The answer must consist of each line below that contains the word "display", copied in full.

• Dataset
===============

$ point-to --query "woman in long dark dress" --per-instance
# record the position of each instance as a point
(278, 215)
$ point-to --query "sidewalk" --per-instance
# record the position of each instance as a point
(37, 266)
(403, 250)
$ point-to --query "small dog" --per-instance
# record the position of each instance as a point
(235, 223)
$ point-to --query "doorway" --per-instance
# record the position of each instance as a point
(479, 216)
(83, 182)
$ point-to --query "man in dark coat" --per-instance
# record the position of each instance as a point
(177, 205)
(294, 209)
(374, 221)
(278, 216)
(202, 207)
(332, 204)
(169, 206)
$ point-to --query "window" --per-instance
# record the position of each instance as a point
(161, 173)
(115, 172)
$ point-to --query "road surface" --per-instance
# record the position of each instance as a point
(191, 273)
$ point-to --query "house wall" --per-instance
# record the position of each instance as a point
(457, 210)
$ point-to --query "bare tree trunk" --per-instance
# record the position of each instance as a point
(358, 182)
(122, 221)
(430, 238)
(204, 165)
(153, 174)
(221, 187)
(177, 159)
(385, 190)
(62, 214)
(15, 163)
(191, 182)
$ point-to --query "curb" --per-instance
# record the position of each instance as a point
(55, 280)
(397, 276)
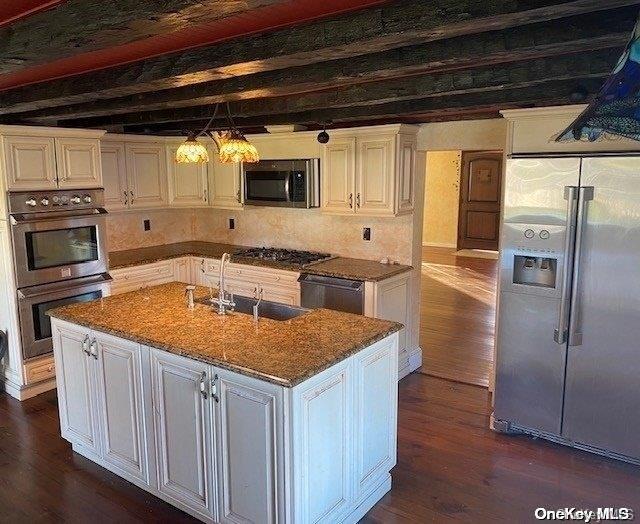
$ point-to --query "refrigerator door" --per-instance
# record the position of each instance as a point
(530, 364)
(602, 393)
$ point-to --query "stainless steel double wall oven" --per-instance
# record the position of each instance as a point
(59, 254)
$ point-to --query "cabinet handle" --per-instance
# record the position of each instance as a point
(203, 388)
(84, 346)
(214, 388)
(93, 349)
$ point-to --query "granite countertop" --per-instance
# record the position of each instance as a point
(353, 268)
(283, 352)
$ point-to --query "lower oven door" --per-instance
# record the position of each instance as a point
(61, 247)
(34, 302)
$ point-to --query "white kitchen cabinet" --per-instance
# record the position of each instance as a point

===============

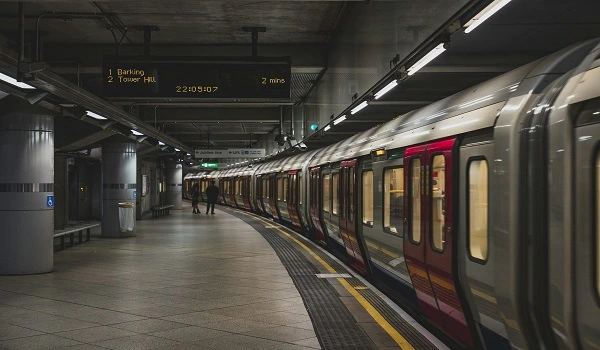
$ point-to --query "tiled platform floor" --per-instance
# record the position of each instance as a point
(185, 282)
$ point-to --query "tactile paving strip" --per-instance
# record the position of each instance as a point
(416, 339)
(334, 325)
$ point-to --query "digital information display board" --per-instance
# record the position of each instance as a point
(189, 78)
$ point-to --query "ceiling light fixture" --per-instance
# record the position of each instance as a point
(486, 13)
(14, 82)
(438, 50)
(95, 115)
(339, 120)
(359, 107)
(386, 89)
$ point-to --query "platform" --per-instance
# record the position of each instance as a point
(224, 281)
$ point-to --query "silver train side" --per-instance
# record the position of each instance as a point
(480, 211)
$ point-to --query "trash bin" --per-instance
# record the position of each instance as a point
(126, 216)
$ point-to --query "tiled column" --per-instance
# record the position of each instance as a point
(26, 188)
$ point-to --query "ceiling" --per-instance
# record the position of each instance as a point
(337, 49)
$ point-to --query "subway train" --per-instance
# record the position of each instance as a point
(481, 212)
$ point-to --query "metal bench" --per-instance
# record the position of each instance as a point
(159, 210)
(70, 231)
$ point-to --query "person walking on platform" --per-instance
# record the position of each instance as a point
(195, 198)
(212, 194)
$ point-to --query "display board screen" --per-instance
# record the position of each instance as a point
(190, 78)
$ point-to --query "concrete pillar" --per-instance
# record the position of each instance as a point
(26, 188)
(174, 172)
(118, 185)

===============

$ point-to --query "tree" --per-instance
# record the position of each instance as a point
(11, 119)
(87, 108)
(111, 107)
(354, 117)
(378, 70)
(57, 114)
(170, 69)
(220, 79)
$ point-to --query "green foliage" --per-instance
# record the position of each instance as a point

===============

• Output for this task
$ point-to --query "digital information display board" --per-instance
$ point-to --query "display board screen" --per-instance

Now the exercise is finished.